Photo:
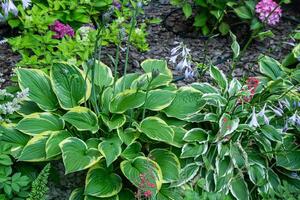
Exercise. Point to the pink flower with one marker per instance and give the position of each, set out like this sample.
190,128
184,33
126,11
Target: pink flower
269,11
61,30
148,193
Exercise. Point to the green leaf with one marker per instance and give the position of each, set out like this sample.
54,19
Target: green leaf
116,121
196,135
76,155
102,75
77,194
5,160
39,86
34,151
193,150
128,81
126,100
168,162
186,174
188,101
102,183
235,46
272,133
128,136
156,129
187,9
228,125
38,123
153,64
69,85
159,99
205,88
52,144
110,149
132,151
239,189
143,173
289,160
257,175
243,12
158,81
270,67
224,28
82,118
219,77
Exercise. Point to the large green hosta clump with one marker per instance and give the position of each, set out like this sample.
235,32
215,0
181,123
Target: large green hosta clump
127,132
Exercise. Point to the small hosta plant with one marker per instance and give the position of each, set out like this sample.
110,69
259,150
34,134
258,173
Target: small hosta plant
244,139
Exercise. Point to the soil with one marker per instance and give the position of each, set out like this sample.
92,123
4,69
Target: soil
161,41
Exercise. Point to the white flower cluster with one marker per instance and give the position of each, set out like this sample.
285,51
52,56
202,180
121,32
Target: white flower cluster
8,6
14,105
182,53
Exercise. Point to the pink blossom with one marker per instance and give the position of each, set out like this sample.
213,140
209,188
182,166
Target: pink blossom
148,193
269,11
61,30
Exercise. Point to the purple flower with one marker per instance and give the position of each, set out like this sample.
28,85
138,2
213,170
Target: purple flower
26,3
262,113
117,4
268,11
9,6
61,30
254,122
189,73
278,111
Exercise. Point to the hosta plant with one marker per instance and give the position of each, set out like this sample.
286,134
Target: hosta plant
121,131
244,141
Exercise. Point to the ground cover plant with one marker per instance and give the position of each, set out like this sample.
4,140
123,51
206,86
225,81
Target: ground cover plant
137,134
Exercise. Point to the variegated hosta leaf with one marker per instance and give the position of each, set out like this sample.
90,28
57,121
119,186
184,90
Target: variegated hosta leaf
196,135
132,151
228,125
156,129
102,183
239,188
159,99
69,85
188,101
128,136
34,150
77,156
127,100
114,122
193,150
289,160
52,144
82,118
168,162
158,81
111,149
186,174
219,77
38,123
39,86
124,84
143,173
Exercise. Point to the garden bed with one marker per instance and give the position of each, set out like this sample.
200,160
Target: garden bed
221,112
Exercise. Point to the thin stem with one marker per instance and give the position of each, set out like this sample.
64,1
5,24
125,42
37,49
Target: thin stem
132,22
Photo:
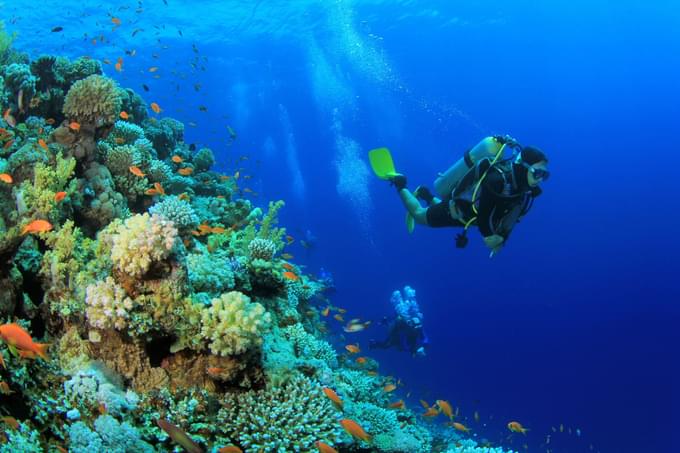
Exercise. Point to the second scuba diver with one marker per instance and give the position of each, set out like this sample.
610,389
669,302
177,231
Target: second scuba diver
481,189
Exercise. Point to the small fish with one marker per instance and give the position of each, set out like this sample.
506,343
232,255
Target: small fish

_ _ _ _ _

## EXERCISE BRIEF
Return all of the data above word for word, leaving out the pictures.

## RESPONSE TO THE EXERCISE
Photo:
Exercise. Point to the pink flower with one marker per instance and give the position of each, set out like this sample.
190,128
184,33
126,11
Target: pink flower
269,11
61,30
148,193
Exercise. Point to the green leaf with one marker per instance and give the position of each, set out like this sample.
54,19
Target: green leaf
116,121
196,135
76,155
102,75
77,194
5,160
39,86
34,151
193,150
128,81
126,100
168,162
186,174
188,101
102,183
235,46
272,133
128,136
156,129
187,9
228,125
38,123
153,64
69,85
159,99
205,88
52,144
110,149
132,151
239,189
143,173
289,160
257,175
243,12
158,81
270,67
224,28
82,118
219,77
Exercise. Point to the large green hosta clump with one marker per instance and give the position of each, set out like this sample.
235,32
215,0
181,123
Target: large green hosta clump
127,132
Exercise. Point to the small hosta plant with one marker per instance and give the position of each, set out like this sample.
110,69
259,150
34,134
258,173
Target: small hosta plant
244,139
Exercise. Point to the soil with one marker per instance and give the position of each, set out like this sample.
92,123
4,69
Target: soil
161,41
Exercise. Point to the white flower cluster with one marker per instance and give the position of each, set out like this sample.
285,51
52,56
202,180
121,32
Target: white flower cluster
8,6
14,105
182,53
Exercise. Point to the pink blossom with one marker per instance and give the position of each, set out like this sample.
213,140
209,188
182,166
Target: pink blossom
148,193
269,11
61,30
Exercise. Point to the purple flower with one marker per instance and give the position of each, set out like this sample.
28,85
138,2
213,170
Target: purple flower
26,3
262,113
117,4
268,11
9,6
61,30
254,122
189,73
278,111
Exercise. Point to the hosta plant with one marker per instance and give the position of each, set out like this sample.
286,134
Target: hosta plant
121,131
244,141
Exercise. Point to the ground cover plant with one marker per instance and give the position of each, set out like this sample.
4,140
123,51
206,86
225,81
Target: ground cover plant
137,134
Exercise. Point to the variegated hosta leaf with one marker per instance and give the position of each, set out like this sample.
90,28
57,121
119,186
184,90
Target: variegated hosta leaf
196,135
132,151
228,125
156,129
102,183
239,188
159,99
69,85
188,101
128,136
34,150
77,156
127,100
114,122
193,150
289,160
52,144
82,118
168,162
158,81
111,149
186,174
219,77
38,123
39,86
124,84
143,173
Exercise. Point to the garden bed with one marker per instance and give the position of each, set out like this sample.
200,160
Target: garden bed
221,112
Exercise. Point to the thin stem with one marker per instance and give the position of each, set out like this sample.
64,1
5,24
125,42
37,49
Target: thin stem
132,22
Photo:
Exercise. Point to the second scuba diver with one marker per instance and give the position of each, set out like this sample.
610,389
669,302
177,231
Target: second scuba diver
481,189
Exercise. Point to the small fish with one marker per instance and give the position of each, set out like this sample.
506,343
232,255
Target: small fish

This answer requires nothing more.